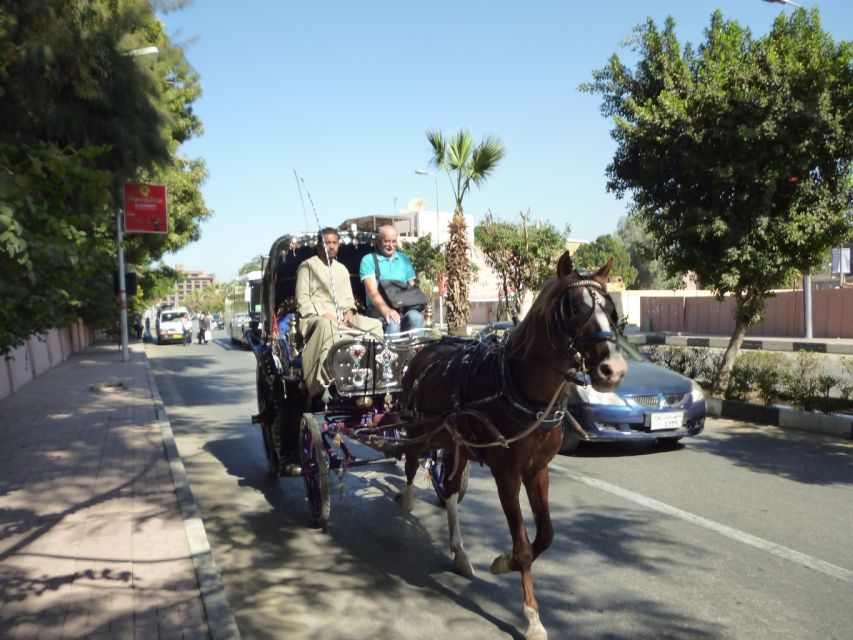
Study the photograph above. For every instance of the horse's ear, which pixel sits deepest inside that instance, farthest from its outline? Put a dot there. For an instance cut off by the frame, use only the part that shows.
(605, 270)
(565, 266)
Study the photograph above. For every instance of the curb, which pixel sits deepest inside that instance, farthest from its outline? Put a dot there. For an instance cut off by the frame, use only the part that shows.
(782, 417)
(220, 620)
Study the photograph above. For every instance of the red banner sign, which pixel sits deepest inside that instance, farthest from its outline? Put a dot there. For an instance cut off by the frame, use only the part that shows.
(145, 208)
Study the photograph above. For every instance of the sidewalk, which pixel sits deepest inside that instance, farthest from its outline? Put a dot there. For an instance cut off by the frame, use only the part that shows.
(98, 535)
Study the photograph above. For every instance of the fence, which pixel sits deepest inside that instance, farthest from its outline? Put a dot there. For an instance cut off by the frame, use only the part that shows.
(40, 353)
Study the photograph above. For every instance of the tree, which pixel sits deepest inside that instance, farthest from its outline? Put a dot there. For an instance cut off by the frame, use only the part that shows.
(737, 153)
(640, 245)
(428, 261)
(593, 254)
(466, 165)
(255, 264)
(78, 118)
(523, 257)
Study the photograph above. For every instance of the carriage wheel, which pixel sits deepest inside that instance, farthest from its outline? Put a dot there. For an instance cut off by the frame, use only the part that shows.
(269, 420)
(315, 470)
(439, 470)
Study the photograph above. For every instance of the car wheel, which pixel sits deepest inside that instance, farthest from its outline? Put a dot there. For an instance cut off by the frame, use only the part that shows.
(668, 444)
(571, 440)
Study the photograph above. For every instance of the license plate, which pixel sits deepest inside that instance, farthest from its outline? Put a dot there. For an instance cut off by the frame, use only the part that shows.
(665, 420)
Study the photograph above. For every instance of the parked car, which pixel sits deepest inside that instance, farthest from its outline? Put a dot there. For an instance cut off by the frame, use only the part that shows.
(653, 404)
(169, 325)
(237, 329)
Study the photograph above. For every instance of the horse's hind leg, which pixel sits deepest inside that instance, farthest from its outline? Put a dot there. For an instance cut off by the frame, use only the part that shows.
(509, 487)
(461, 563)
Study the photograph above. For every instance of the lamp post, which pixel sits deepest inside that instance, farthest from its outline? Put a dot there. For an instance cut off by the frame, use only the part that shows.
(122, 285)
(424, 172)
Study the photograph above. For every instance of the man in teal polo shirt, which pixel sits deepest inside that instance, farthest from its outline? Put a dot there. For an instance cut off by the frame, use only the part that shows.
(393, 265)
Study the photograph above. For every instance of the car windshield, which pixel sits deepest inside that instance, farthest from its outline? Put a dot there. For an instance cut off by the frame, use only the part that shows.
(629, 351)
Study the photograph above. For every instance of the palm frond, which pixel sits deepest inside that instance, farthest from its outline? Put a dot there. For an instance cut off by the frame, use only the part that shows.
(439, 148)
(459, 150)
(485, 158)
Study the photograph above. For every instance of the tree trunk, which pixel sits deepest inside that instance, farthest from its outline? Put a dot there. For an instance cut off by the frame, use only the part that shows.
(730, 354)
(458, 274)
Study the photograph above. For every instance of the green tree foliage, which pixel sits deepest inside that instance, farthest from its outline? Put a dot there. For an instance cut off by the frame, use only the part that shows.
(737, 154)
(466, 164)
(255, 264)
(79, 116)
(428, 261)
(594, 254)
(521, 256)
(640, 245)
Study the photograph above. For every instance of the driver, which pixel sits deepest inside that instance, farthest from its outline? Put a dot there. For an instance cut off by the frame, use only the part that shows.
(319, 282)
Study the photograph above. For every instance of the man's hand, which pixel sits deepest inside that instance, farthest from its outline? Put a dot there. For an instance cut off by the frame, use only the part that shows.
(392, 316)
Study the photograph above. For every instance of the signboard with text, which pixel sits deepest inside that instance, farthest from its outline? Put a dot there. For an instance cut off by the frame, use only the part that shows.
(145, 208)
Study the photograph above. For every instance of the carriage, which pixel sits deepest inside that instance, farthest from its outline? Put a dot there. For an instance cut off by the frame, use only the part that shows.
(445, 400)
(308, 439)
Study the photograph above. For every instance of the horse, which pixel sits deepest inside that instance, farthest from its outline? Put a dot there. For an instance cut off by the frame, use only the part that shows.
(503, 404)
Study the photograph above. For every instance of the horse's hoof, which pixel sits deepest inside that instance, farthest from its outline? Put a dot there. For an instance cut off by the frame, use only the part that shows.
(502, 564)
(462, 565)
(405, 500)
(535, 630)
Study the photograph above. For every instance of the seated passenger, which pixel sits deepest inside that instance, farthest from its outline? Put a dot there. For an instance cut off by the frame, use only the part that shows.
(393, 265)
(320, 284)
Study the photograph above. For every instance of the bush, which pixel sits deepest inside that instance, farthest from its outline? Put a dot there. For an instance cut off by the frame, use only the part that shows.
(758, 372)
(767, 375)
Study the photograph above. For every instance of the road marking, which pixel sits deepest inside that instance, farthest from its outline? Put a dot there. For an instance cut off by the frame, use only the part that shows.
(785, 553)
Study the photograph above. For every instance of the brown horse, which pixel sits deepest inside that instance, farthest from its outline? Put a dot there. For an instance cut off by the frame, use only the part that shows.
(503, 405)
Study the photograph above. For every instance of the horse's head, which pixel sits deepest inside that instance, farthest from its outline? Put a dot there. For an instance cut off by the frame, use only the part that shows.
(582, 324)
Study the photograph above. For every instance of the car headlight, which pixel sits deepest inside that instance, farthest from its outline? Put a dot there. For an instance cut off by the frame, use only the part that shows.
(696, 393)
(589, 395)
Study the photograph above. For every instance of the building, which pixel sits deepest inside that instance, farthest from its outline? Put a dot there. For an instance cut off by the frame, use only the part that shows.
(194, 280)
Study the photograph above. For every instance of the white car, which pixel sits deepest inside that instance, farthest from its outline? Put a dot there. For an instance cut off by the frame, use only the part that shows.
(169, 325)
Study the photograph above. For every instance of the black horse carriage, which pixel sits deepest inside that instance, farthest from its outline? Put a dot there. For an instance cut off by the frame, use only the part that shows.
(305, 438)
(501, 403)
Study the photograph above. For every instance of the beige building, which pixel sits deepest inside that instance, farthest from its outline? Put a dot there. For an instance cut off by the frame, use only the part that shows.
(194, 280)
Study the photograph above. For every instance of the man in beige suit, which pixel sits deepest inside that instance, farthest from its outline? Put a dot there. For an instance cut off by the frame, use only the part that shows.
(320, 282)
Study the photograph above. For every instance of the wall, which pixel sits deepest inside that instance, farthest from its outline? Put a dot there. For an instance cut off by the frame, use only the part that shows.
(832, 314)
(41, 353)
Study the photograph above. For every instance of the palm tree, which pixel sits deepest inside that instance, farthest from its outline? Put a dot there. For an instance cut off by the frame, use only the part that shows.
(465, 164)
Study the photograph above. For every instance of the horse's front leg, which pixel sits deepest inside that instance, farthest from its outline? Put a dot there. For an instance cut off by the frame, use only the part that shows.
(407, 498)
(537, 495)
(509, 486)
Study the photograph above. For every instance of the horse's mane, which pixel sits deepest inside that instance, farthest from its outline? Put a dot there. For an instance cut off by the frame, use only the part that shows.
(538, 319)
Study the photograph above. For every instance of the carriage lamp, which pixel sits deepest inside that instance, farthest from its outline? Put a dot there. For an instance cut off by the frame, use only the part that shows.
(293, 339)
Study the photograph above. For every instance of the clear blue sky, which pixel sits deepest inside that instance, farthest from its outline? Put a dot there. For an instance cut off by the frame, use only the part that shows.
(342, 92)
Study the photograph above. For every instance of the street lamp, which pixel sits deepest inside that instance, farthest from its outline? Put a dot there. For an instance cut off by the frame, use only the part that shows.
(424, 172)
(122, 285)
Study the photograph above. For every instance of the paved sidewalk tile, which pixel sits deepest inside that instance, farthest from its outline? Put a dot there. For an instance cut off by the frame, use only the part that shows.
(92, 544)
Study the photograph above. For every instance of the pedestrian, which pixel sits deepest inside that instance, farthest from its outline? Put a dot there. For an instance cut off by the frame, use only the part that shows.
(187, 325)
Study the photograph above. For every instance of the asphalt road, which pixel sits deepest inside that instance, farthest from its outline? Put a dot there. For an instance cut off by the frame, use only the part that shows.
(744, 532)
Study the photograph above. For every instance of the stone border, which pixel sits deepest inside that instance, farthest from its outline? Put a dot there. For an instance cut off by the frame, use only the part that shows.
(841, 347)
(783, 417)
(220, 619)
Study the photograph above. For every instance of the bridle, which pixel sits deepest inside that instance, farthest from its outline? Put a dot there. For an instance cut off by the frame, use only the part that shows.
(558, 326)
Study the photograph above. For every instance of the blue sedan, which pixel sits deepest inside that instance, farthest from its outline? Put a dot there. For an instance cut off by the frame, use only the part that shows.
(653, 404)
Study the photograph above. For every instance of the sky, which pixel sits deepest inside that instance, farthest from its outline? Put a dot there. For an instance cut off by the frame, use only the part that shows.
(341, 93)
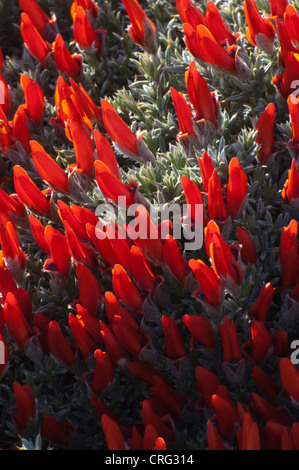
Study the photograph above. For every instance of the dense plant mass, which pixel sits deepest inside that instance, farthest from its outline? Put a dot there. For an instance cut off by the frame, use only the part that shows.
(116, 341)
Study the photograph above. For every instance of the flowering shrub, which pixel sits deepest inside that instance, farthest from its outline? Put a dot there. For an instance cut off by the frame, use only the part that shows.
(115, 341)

## PROBLEM TO SOLVE
Restate the tail of the listing word for word, beginning at the line containing "Study the photograph above. For every instance of the dense".

## FINISHED TASK
Study the photograph above. For every instance of the dense plant mass, which pixel sits deepest inside that instance, farthest from its outline? Put a dot there. For an instance cut off by the frame, use only the part that shows.
(116, 341)
Study the photograph above. For every instance of the flowering shrub, which pixel sits deepest inside that instance, farthest from its outline? Put a dot there. For an instance cut off by the frame, use only the part that shows.
(115, 341)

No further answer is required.